— Begin The input —
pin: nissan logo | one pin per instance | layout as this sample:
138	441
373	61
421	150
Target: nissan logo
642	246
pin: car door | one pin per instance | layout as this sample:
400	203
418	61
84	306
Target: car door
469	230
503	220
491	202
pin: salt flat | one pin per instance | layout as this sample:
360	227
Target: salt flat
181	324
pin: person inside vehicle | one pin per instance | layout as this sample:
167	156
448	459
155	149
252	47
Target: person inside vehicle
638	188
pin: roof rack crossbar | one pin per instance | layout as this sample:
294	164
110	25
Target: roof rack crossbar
— End The input —
● **Work instructions**
Write out all of the entries above line for line, with no changes to any text or number.

● **Written solution**
pin: nissan logo | one pin per instance | layout as this sample:
138	441
373	61
421	150
Target: nissan logo
642	246
pin: car door | one pin per instance | layout as this sample:
400	203
418	61
84	306
Target: car door
469	230
503	220
491	202
pin: salt flat | one pin per instance | layout as this sample:
360	227
Target: salt flat
181	324
pin: person inside vehicle | one pin per instance | layout as this sample:
167	156
448	459
155	149
252	47
Target: person inside vehicle
638	188
pin: roof rack crossbar | one pin per instance | layout as this sample:
294	164
110	25
Target: roof rack crossbar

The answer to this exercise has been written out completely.